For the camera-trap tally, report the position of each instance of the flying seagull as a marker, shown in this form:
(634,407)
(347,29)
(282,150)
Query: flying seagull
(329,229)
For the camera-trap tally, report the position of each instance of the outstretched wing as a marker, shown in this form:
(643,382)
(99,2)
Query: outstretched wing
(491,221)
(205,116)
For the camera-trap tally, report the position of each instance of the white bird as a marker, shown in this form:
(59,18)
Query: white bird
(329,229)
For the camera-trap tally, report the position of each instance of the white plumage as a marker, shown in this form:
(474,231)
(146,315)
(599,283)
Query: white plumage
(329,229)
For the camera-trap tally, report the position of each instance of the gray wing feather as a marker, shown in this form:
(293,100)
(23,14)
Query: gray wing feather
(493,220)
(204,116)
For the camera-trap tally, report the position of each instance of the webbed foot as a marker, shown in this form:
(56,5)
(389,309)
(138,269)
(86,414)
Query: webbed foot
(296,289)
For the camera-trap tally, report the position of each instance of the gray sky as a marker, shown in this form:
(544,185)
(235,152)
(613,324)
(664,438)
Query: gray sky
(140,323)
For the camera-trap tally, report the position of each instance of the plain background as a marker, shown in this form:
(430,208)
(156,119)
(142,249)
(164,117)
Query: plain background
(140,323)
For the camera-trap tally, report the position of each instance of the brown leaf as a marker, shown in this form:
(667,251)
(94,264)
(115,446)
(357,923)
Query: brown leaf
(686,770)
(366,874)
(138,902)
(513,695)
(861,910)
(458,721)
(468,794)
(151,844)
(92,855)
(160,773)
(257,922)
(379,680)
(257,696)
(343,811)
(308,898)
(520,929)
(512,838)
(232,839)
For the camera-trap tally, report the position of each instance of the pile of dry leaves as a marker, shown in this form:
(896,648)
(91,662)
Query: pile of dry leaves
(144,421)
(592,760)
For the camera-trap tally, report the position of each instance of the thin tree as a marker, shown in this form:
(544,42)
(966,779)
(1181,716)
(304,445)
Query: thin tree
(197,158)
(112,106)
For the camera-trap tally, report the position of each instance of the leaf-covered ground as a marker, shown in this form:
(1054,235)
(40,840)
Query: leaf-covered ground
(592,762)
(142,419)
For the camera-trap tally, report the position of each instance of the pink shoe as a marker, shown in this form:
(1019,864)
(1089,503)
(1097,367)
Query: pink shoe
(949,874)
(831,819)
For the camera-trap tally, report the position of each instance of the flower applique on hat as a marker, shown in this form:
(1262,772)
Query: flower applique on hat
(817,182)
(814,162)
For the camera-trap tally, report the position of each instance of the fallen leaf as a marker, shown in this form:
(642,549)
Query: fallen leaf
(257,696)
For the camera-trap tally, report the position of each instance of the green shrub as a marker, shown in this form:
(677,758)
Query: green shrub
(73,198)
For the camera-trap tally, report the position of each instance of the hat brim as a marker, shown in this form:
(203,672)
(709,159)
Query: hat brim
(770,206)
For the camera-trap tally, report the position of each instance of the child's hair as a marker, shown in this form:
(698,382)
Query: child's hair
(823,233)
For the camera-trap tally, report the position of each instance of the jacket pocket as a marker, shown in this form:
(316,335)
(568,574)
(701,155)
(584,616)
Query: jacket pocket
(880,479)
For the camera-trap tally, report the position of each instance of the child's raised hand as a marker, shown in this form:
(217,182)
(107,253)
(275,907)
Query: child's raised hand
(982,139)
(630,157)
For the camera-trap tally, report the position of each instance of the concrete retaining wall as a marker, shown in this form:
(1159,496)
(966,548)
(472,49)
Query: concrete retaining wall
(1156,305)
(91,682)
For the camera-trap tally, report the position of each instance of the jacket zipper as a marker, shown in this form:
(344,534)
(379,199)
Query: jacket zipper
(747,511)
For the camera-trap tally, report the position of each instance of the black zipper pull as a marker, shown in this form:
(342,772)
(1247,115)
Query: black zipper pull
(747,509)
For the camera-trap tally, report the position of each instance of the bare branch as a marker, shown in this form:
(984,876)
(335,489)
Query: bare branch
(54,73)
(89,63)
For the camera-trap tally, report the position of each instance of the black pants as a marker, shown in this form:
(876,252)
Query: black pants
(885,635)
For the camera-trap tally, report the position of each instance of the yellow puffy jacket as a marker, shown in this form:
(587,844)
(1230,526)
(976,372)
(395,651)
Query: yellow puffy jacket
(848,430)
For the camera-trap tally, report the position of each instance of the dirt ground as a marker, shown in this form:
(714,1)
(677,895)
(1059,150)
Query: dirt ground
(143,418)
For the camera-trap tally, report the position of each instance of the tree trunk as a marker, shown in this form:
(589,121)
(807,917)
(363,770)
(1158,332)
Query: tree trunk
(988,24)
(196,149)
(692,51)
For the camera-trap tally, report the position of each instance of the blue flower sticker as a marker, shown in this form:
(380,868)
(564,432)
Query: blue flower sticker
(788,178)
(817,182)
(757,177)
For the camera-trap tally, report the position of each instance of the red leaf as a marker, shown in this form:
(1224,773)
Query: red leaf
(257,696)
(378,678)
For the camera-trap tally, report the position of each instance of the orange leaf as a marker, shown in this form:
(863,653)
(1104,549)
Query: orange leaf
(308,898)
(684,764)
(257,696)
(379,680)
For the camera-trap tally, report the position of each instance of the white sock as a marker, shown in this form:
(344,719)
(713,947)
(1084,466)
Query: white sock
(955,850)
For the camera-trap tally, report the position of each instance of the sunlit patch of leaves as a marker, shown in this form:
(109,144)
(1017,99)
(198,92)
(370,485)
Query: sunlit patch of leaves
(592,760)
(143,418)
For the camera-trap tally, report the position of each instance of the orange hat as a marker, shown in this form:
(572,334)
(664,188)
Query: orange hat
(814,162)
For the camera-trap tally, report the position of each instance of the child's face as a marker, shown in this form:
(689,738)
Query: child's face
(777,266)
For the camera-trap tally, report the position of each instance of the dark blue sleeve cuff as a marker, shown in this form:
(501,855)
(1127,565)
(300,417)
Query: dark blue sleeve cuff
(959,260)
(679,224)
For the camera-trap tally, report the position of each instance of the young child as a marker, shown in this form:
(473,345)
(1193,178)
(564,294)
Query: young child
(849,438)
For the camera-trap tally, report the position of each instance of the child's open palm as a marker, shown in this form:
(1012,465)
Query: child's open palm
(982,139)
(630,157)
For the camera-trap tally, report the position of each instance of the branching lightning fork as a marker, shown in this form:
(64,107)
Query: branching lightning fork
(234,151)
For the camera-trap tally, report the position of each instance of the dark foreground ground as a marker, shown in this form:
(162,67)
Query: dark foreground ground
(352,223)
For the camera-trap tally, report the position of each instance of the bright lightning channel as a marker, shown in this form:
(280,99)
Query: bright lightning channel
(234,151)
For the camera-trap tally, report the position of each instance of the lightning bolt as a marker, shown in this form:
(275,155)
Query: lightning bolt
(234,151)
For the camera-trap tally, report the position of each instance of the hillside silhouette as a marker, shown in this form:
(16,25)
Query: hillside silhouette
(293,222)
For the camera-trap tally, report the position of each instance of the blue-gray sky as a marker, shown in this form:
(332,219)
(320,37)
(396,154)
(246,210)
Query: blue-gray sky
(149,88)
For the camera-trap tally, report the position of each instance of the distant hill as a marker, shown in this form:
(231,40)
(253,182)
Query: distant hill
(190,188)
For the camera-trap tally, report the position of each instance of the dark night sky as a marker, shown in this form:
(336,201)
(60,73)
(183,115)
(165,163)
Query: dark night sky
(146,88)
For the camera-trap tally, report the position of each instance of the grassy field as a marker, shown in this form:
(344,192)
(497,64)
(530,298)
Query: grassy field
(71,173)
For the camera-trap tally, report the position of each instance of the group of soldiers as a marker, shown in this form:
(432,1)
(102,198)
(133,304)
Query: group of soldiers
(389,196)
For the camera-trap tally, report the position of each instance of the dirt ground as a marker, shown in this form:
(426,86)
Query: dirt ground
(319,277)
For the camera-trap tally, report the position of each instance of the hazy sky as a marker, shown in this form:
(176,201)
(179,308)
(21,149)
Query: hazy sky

══════════════════════════════

Repeat exactly the lines starting at the line with "the dark foreground" and ending with the final line of the entries. Include nothing else.

> [ANSWER TO THIS EXERCISE]
For the camera-trap tally, report the position of each instance of the dark foreground ground as a marker, shown in this form:
(162,67)
Query: dark foreground ground
(352,223)
For the camera-trap tally, report the position of each instance of the bright lightning channel as a marker, shown in this form:
(280,99)
Query: bright lightning channel
(234,151)
For the camera-trap tally, report the position of each instance of the lightning bolt as a marker, shown in this form:
(275,155)
Query: lightning bolt
(234,151)
For the camera-trap tally, report the position of each instance of the hillside silhouette as a marker, shown in this form:
(16,25)
Query: hillside silhouette
(293,222)
For the camera-trap tally, report the position of each instance of the blue-gray sky as a marker, shown in this form:
(332,219)
(320,37)
(396,154)
(246,210)
Query: blue-gray sky
(149,88)
For the camera-trap tally, report the position of each instance of the distant hill as a marker, shown in this form:
(231,40)
(253,182)
Query: distant hill
(190,188)
For the camera-trap tally, report the position of each instance of the dark night sky as a marker, shown in this form:
(336,201)
(60,73)
(183,115)
(165,163)
Query: dark night sky
(146,88)
For the camera-trap tally, report the position of each instance of the grassy field as a marker, shown in this form:
(344,192)
(497,64)
(530,298)
Query: grassy field
(71,173)
For the camera-trap tally, report the position of each instance of the group of soldiers as a marker, shown in this form:
(432,1)
(102,198)
(133,304)
Query: group of soldiers
(389,196)
For the camera-trap tally, report the position of each instance of the dirt ground as a marker, shown in this form:
(426,86)
Query: dirt ground
(319,277)
For the camera-trap tally, report the position of each instance of the hazy sky as a marker, shown in this form:
(176,201)
(179,308)
(21,149)
Query: hazy sky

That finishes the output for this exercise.